• _EXERCISE INSTRUCTIONS_:
Please write out again every line from the one containing "Kindly put a point on every instance of the white dress" through the end of the items, inclusive, with the requests kept and each x and y coordinate in the answers raised by 58.

• _EXCERPTED DATA_:
--------------------

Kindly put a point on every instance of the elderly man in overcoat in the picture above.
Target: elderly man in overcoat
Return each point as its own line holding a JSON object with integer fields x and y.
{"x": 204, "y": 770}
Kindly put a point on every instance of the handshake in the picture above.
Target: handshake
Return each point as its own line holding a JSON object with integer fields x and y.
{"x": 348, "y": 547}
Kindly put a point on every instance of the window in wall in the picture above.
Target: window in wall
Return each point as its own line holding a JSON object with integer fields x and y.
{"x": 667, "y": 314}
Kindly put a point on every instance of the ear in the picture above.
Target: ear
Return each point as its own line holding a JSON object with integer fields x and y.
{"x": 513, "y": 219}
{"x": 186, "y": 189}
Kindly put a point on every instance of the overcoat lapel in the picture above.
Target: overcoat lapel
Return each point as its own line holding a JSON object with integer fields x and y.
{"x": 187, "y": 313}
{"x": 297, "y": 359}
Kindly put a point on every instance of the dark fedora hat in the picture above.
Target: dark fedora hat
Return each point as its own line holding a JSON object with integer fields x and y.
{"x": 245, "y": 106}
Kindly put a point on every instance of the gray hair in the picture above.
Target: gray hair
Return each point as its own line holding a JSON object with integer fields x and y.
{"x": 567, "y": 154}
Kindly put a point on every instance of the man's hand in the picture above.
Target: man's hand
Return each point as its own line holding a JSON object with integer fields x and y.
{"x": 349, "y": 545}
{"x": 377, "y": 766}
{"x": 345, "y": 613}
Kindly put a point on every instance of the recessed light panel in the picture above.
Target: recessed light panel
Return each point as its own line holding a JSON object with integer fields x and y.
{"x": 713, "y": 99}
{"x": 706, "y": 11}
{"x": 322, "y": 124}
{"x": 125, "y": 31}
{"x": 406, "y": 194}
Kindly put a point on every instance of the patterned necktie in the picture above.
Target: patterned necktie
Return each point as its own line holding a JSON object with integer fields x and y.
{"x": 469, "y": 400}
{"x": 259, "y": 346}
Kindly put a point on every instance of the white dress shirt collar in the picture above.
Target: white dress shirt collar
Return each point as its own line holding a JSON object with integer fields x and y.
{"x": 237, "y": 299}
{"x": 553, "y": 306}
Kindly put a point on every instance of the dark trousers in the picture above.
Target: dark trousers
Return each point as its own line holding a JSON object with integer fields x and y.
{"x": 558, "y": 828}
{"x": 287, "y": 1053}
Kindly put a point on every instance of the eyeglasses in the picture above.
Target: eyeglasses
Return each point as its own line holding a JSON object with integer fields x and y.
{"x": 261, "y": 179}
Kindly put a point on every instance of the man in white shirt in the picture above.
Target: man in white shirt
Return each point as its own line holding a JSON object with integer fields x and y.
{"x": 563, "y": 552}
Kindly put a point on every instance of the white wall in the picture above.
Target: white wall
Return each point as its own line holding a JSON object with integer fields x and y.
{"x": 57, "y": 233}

--------------------

• _RESULT_:
Kindly put a point on every instance of the white dress shirt collar in the picture above.
Target: white dress shirt collar
Return each point as its own line holding a JSON object with integer fields x and y.
{"x": 295, "y": 357}
{"x": 611, "y": 364}
Kindly put a point on every instance of the dark trousers in the picture above.
Target: dark trousers
Return each point as its own line holding a JSON object with integer fields x and y.
{"x": 616, "y": 886}
{"x": 345, "y": 1111}
Kindly put a point on every instance of the eyeglasses in the picture above.
Target: eyeglasses
Return each point as its own line holding a JSON object with integer fields x and y.
{"x": 319, "y": 237}
Kindly put a point on every instance of the man in white shirt in the picture above.
Target: man in white shirt
Return each point as its own line holding a JSON object with integer fields x and y.
{"x": 621, "y": 610}
Kindly put a point on every instance of the white wall in the picture above.
Target: white wall
Return each point as its own line holding a JSON object with integer fields x and y.
{"x": 115, "y": 291}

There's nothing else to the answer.